SELECTED EXTRACT
BLOOM: I don't like stories that have a nice tidy conclusion, because I don't think that's real life for anyone. How do you feel about the care James has received?

John Cooper: I have a lot to say on that. We've been completely blown away by the wonderful care providers who have helped us over the years. They're our lifeline. They are mainly younger women who have been incredible in terms of their kindness to James and us, and they've allowed us to function. In terms of medical care, we've had really smart, well-trained people, but everyone is so ultra-specialized in their little area of the body. It seems that the old-fashioned idea of comprehensive care is totally lacking in the U.S. 

BLOOM: So it feels like James isn't treated in a holistic way?

John Cooper: Yes. They're going to look at their little piece under the microscope, and then pass him on to the next person.  

Something that's very stressful is when we take James into the Emergency Room during a seizure. Our small, regional hospital isn't set up to care for someone like James, and you can see the fear in the eyes of the physicians. James has been transported by ambulance to Atlanta about 15 times. As soon as we get in the door of our small hospital, they're making arrangements to get him to the children's hospital in Atlanta. I've written up a guide to give them that even specifies the medication and dose per kilogram he needs, what medications he's currently on, and warnings about doses that can cause him to go into respiratory failure. I've cut it down to a laminated front and back sheet. They're grateful to have that.

ASSIGNED TASK 1
Update the interview passage from "BLOOM: I don't" to "the next person.", putting "caregivers" in place of "care providers".
ASSIGNED TASK 2
Condense the interview paragraph beginning "Something that's very stressful" into a short bulleted list of its main facts.

DATA SHOWN
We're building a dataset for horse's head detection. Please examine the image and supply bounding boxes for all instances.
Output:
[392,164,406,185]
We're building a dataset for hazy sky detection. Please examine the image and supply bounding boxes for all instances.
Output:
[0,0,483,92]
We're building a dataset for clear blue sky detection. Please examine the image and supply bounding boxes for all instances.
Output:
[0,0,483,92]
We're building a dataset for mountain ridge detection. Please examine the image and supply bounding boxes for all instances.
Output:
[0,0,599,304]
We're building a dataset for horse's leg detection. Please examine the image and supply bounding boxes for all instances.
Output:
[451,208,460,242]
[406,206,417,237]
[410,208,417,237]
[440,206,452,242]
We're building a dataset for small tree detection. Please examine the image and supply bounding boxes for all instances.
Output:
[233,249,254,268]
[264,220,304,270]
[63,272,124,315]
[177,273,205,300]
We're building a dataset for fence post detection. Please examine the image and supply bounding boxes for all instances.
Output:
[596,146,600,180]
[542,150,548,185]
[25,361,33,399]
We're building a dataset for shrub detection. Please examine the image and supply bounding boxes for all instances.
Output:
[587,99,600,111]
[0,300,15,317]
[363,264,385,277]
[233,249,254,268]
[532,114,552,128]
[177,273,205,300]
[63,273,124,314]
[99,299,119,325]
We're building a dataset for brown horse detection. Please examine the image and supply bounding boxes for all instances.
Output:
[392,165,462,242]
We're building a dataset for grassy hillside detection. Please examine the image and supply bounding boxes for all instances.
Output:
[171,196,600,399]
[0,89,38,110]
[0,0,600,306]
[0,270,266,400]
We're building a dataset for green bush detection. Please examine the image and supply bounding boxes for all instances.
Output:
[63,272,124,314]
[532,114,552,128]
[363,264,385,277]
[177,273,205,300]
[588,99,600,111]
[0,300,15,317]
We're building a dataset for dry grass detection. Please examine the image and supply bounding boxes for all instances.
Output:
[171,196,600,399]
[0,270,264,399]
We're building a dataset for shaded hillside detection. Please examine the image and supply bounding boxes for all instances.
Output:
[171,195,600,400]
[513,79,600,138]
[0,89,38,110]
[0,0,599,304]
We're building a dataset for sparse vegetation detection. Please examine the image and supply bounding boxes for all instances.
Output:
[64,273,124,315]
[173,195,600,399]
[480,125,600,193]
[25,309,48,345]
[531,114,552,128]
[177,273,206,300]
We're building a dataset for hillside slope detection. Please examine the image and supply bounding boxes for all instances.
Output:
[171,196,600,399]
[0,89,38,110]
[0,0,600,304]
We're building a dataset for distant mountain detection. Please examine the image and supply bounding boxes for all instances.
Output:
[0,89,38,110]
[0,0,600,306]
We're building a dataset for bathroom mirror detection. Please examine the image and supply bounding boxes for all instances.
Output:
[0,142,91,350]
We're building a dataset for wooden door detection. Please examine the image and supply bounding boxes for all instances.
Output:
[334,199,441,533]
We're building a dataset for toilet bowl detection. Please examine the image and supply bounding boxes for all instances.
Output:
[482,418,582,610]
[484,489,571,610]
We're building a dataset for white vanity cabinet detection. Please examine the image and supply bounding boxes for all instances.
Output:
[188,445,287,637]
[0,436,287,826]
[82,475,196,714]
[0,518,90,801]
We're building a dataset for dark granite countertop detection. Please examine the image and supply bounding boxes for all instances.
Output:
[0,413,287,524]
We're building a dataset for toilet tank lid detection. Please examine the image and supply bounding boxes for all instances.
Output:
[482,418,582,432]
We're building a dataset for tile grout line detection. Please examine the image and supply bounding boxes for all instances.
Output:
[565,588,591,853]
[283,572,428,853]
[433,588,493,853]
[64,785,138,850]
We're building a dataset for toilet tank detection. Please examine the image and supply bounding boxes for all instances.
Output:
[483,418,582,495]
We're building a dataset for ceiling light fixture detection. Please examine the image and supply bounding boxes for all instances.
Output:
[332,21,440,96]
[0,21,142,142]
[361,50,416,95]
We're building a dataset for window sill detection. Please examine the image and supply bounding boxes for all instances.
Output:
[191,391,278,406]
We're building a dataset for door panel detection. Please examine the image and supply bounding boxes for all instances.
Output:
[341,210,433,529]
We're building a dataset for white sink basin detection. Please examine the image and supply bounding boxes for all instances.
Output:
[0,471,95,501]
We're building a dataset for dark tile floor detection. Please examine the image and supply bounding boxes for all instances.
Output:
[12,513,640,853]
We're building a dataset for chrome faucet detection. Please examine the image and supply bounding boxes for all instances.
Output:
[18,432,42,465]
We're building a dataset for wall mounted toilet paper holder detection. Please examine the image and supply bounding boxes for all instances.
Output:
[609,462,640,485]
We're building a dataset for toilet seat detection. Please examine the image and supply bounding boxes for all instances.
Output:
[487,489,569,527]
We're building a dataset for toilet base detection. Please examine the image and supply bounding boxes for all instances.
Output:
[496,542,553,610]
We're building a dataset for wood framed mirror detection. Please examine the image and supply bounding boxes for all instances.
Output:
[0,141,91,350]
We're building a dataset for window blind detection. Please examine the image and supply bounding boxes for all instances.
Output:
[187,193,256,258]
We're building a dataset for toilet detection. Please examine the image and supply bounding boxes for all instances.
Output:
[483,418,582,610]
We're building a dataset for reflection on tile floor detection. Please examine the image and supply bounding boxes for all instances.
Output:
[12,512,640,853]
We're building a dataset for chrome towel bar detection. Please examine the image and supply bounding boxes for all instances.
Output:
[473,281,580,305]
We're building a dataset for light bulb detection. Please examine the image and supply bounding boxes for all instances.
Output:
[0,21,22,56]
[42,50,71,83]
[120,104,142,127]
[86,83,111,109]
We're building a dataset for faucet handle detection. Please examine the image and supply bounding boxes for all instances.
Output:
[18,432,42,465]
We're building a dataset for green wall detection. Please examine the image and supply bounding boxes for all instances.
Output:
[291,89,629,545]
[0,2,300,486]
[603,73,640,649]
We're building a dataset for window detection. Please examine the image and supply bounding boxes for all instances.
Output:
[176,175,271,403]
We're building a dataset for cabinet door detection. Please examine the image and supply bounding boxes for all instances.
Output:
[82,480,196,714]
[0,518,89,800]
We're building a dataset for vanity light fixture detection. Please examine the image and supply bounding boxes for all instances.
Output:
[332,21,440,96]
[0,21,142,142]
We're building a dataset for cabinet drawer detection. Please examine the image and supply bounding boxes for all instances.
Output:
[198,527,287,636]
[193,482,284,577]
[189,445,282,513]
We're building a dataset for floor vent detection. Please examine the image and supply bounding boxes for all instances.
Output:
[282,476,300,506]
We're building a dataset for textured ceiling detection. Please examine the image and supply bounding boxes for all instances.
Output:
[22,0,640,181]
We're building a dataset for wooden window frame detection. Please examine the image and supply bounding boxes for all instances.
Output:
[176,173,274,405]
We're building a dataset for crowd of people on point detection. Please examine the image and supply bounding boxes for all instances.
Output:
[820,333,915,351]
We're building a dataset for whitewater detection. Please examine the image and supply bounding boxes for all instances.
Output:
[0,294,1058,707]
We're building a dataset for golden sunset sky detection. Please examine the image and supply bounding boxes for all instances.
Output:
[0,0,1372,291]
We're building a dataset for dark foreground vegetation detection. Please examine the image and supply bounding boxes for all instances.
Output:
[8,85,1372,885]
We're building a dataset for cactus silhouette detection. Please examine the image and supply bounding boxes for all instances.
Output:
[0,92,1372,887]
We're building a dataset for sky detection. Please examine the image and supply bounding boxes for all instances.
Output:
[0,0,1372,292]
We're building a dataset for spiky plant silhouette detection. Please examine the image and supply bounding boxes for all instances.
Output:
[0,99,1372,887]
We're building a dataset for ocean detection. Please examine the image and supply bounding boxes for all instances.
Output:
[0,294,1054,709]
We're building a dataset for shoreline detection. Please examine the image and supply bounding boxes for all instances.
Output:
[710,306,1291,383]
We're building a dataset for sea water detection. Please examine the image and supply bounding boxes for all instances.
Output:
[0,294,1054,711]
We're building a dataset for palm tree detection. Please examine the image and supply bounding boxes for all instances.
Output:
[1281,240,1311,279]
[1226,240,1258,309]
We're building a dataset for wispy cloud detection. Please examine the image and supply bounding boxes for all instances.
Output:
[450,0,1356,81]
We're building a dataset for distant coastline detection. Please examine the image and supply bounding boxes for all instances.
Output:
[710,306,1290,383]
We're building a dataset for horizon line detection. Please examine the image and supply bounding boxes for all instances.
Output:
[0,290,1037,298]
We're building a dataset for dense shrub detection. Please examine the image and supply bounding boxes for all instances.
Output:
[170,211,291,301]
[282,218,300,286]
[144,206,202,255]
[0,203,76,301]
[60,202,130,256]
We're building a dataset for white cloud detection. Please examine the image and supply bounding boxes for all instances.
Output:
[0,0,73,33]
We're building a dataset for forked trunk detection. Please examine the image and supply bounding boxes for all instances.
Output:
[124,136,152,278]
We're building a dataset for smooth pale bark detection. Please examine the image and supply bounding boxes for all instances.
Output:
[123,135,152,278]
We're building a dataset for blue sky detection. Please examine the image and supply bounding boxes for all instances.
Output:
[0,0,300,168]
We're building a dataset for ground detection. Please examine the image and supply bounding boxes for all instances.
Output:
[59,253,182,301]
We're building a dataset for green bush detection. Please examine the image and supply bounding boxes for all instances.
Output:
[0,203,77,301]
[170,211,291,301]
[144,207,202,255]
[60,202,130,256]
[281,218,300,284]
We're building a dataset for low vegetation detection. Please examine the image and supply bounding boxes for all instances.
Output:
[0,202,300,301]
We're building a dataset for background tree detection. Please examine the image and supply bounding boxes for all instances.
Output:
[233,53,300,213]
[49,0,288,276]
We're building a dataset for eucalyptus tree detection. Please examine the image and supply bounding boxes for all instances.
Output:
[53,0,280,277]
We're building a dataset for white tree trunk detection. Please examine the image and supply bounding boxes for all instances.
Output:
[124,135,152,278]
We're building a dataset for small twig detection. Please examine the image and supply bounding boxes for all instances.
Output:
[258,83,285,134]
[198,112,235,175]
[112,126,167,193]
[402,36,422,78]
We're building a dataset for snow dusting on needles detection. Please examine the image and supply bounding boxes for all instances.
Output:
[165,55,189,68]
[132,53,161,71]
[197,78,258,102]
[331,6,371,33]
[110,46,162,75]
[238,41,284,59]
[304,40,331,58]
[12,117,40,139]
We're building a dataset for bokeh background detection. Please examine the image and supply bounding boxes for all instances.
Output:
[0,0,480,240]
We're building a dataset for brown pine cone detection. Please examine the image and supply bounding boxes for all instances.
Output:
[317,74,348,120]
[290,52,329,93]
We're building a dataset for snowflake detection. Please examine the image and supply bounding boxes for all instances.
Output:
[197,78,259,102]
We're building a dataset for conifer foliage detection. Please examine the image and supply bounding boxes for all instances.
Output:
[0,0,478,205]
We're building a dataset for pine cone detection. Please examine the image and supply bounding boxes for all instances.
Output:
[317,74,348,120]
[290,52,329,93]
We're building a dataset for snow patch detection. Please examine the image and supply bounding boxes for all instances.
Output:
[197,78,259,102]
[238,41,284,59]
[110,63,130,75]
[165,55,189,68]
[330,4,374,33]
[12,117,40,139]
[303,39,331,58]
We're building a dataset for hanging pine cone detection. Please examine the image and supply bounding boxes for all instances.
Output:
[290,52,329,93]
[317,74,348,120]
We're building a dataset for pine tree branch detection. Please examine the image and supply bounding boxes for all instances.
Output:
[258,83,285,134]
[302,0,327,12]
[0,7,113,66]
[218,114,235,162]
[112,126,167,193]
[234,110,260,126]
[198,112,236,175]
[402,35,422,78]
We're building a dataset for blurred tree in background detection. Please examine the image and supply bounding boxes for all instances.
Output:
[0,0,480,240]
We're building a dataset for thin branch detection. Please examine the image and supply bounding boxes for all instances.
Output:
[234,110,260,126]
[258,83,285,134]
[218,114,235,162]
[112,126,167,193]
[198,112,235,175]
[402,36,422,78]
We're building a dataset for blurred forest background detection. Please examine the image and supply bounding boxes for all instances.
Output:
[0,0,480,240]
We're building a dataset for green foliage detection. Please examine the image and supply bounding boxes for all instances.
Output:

ANSWER AREA 1
BLOOM: I don't like stories that have a nice tidy conclusion, because I don't think that's real life for anyone. How do you feel about the care James has received?

John Cooper: I have a lot to say on that. We've been completely blown away by the wonderful caregivers who have helped us over the years. They're our lifeline. They are mainly younger women who have been incredible in terms of their kindness to James and us, and they've allowed us to function. In terms of medical care, we've had really smart, well-trained people, but everyone is so ultra-specialized in their little area of the body. It seems that the old-fashioned idea of comprehensive care is totally lacking in the U.S. 

BLOOM: So it feels like James isn't treated in a holistic way?

John Cooper: Yes. They're going to look at their little piece under the microscope, and then pass him on to the next person.

ANSWER AREA 2
- Taking James to the Emergency Room during a seizure is very stressful.
- The small regional hospital isn't set up to care for someone like James, and the physicians' fear is visible.
- James has been taken by ambulance to Atlanta about 15 times. The local hospital starts arranging his transfer to the children's hospital there as soon as he arrives.
- A guide has been written for hospital staff. It gives the medication and dose per kilogram he needs, his current medications, and warnings about doses that can cause respiratory failure.
- The guide is now a laminated front-and-back sheet, and the staff are grateful for it.